DIRECTION:
Please copy exactly the lines that begin with the one containing "Every instance gets a single point. Point out the dog's front" and end with the last line of the entries.

DATASET EXTRACT:
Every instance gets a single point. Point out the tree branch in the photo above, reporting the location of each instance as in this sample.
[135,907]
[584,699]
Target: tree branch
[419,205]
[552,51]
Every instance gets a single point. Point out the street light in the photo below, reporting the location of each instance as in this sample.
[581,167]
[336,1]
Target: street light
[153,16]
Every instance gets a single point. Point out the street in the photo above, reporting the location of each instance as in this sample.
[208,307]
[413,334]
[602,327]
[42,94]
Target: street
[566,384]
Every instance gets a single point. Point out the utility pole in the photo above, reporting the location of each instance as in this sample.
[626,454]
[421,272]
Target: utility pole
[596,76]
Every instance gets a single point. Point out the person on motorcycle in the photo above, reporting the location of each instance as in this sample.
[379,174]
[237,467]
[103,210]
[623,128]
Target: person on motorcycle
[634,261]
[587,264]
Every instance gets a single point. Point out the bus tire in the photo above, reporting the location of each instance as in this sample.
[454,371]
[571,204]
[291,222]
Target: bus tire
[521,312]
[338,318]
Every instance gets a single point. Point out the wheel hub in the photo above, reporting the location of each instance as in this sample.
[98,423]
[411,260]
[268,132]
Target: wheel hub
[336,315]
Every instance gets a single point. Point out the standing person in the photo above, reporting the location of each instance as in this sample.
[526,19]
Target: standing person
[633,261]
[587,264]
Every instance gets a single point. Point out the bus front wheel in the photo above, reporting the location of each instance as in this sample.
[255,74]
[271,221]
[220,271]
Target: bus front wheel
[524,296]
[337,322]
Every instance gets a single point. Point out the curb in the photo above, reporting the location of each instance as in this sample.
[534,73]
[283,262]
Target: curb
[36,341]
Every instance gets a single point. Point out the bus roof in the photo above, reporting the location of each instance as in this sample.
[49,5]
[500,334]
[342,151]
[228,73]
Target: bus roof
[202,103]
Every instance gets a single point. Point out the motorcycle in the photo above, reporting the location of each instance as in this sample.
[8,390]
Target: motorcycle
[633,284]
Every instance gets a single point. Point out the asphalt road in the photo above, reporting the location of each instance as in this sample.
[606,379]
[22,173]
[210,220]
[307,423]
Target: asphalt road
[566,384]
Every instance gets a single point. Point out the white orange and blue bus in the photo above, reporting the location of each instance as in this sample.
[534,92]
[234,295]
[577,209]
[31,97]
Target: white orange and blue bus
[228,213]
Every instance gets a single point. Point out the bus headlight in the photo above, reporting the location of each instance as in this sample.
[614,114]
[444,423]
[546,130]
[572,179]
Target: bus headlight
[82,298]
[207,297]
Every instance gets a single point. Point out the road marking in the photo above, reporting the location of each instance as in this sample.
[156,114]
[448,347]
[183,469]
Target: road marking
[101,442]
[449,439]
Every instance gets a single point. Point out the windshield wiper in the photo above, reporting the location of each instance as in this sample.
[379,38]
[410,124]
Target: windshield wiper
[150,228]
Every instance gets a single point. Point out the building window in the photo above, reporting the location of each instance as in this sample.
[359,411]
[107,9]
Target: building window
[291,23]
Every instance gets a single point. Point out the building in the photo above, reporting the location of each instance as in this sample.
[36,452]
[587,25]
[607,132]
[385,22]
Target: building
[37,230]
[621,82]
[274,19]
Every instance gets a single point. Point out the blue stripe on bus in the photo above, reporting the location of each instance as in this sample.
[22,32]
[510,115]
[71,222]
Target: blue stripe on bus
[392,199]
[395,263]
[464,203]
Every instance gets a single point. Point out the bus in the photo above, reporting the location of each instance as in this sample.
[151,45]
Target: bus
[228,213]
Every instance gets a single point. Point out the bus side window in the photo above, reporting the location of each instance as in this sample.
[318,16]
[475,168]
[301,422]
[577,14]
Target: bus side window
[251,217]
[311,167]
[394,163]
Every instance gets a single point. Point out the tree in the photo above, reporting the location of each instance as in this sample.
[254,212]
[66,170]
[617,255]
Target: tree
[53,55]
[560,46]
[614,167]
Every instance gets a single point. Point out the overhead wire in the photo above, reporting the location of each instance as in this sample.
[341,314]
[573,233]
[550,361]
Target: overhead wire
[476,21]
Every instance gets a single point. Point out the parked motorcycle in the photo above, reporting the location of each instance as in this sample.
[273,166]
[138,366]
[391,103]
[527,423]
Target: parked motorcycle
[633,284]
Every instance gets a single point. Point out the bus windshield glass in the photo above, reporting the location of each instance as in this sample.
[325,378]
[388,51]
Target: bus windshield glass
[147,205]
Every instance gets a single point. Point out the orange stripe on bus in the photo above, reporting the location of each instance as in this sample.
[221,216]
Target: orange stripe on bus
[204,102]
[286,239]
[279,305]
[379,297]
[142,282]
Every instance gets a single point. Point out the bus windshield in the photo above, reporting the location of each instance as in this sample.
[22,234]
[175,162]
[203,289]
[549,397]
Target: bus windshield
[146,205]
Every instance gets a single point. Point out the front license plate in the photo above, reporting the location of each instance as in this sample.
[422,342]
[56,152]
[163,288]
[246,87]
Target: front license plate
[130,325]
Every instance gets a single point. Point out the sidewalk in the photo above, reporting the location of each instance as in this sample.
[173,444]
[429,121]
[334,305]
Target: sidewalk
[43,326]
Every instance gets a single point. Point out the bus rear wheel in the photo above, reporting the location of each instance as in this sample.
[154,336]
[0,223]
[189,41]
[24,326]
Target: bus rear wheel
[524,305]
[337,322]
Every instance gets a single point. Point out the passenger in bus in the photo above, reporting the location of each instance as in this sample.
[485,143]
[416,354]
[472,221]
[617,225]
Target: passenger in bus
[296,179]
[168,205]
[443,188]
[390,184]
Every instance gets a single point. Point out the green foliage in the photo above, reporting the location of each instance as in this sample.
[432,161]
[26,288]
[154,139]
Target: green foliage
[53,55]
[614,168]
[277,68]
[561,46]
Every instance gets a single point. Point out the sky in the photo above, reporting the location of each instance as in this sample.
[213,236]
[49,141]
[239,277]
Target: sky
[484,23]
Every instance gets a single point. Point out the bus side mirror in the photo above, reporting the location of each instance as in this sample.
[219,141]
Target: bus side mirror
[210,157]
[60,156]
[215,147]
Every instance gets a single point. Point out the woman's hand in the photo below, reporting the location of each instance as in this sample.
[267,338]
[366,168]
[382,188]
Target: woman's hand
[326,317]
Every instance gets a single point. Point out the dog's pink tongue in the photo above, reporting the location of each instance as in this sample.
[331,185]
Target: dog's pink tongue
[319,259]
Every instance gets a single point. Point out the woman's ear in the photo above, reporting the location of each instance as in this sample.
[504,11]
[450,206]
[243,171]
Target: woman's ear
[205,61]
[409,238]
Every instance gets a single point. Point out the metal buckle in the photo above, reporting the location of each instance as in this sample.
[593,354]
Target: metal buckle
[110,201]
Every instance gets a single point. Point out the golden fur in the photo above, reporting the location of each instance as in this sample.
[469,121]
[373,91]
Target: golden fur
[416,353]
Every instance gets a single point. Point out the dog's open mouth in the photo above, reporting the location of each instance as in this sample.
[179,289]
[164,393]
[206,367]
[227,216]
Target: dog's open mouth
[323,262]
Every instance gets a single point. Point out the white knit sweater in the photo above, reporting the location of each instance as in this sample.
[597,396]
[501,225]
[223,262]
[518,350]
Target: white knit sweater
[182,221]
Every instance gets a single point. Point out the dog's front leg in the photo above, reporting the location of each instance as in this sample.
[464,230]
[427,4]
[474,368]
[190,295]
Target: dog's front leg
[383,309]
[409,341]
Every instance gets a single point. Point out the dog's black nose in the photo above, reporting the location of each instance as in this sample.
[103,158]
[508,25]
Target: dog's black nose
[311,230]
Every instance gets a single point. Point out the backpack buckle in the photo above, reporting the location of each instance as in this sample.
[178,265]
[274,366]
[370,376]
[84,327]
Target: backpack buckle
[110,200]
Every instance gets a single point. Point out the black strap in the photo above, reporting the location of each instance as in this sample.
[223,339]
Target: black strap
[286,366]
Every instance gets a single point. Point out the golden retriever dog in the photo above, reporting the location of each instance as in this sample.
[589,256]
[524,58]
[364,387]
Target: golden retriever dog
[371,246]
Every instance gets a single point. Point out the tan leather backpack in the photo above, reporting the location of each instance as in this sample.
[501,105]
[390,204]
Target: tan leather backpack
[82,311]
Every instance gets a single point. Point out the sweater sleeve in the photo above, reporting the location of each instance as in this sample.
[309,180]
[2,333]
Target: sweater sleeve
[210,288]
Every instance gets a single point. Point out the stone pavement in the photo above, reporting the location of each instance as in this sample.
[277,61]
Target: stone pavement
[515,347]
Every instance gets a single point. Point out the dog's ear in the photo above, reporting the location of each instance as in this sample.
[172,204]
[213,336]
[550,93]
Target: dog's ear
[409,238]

PROBLEM SOLUTION:
Every instance gets a single point. Point out the dog's front leg in the photo above, reporting the location of each instance as in this sample.
[464,230]
[427,4]
[474,368]
[190,295]
Target: dog's front leg
[383,309]
[409,341]
Every instance gets a single point. Point out the dog's black nose in the photo above, reporting the location of each instance as in this sample.
[103,158]
[508,25]
Target: dog's black nose
[311,230]
Every instance gets a single point. Point out the backpack buckle in the photo above, reporting the location of each instance as in this sample.
[178,265]
[274,366]
[370,376]
[84,327]
Target: backpack buckle
[110,200]
Every instance gets a single point. Point out the black strap in the photo above, reporting the location of each instance as in this sample.
[223,339]
Target: black strap
[286,366]
Every instance gets a single point. Point out the golden retriever dog in the photo above, reporting the location of each instance as in this sample.
[589,256]
[524,58]
[364,387]
Target: golden retriever dog
[371,246]
Every instance gets a single point. Point out the tan leather backpack in the photo above, reporting the location of each instance as in this sample.
[501,105]
[390,204]
Target: tan leather backpack
[82,311]
Every instance gets a single point. Point out the sweater sleeve in the photo above, reporting the location of each instance as in this sample.
[309,180]
[2,333]
Target: sweater sleeve
[210,288]
Every instance gets a single point. Point out the stone pavement in the photo above, reporting the location of each instance as in this sample.
[277,61]
Target: stone pavement
[515,347]
Every instance gets a single point. Point out the dog's ear in the photo above, reporting the location of each instance as in this sample.
[172,204]
[213,336]
[550,93]
Target: dog's ear
[409,238]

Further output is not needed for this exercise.